### EXERCISE
Extract all of the data and reproduce it precisely.

[Referring expression data]
************

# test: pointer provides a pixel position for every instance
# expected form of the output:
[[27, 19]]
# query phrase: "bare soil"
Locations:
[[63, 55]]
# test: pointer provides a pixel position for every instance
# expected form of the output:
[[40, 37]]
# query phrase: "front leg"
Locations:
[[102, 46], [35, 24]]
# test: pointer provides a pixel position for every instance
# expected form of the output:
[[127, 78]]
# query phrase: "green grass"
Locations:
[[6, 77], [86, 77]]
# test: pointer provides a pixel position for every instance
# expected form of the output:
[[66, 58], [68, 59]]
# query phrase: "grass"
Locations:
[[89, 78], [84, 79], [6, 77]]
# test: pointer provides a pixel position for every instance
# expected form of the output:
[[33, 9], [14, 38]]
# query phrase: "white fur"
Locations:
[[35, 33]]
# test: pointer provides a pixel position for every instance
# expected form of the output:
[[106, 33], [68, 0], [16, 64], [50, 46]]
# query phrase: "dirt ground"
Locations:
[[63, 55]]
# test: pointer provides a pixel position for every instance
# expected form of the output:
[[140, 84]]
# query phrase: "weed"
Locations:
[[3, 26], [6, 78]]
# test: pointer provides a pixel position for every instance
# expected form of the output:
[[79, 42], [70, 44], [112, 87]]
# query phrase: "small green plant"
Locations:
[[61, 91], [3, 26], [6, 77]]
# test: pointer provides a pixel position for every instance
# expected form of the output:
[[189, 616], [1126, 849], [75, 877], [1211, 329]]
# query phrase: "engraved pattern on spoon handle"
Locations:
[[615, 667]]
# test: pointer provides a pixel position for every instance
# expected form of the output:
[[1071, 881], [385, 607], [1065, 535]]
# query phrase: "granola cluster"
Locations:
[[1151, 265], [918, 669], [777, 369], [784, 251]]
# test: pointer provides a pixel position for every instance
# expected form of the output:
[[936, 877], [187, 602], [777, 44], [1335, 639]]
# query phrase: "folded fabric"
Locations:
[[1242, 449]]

************

### TASK OUTPUT
# test: pointer provides a pixel position for every instance
# expected form of the output:
[[27, 19]]
# query phrase: "bare soil"
Locations:
[[63, 55]]
# test: pointer provides a pixel position for every instance
# expected form of the output:
[[40, 37]]
# query phrase: "front leg"
Locations:
[[102, 46], [35, 24]]
# test: pointer provides a pixel position for every instance
# expected form of the output:
[[127, 78]]
# query phrase: "green grass"
Locations:
[[6, 77], [86, 77]]
# test: pointer provides a pixel position for every instance
# expected form of the output:
[[66, 58], [68, 59]]
# query phrase: "grass"
Locations:
[[89, 78], [84, 79], [6, 77]]
# test: pointer provides a pixel position for every instance
# expected form of the output:
[[33, 9], [14, 38]]
# query phrase: "white fur"
Locations:
[[35, 33]]
# test: pointer provides a pixel position for every instance
# expected form of the output:
[[106, 33], [68, 0], [16, 64], [50, 46]]
# query phrase: "dirt ground"
Locations:
[[63, 55]]
# test: pointer provides a pixel position for every instance
# expected form of the output:
[[140, 84]]
# query phrase: "weed"
Locations:
[[3, 26], [6, 78]]
# test: pointer provides a pixel position for every instance
# expected form of the output:
[[79, 42], [70, 44], [112, 87]]
# query phrase: "small green plant"
Locations:
[[61, 91], [3, 26], [6, 77]]
# test: pointer provides a pixel position for every instance
# expected form of the output:
[[189, 616], [1126, 849], [75, 877], [1211, 329]]
# query phrase: "engraved pattern on spoon handle"
Locations:
[[615, 667]]
# test: pointer provides a pixel position for every instance
# expected form of the output:
[[1071, 881], [385, 607], [1065, 535]]
# query phrase: "granola cluster"
Locations:
[[1151, 265], [918, 669], [777, 369], [784, 251]]
# test: pointer provides a pixel position for every instance
# expected form of the output:
[[936, 877], [187, 602], [777, 44], [1335, 639]]
# query phrase: "folded fabric"
Locations:
[[1242, 449]]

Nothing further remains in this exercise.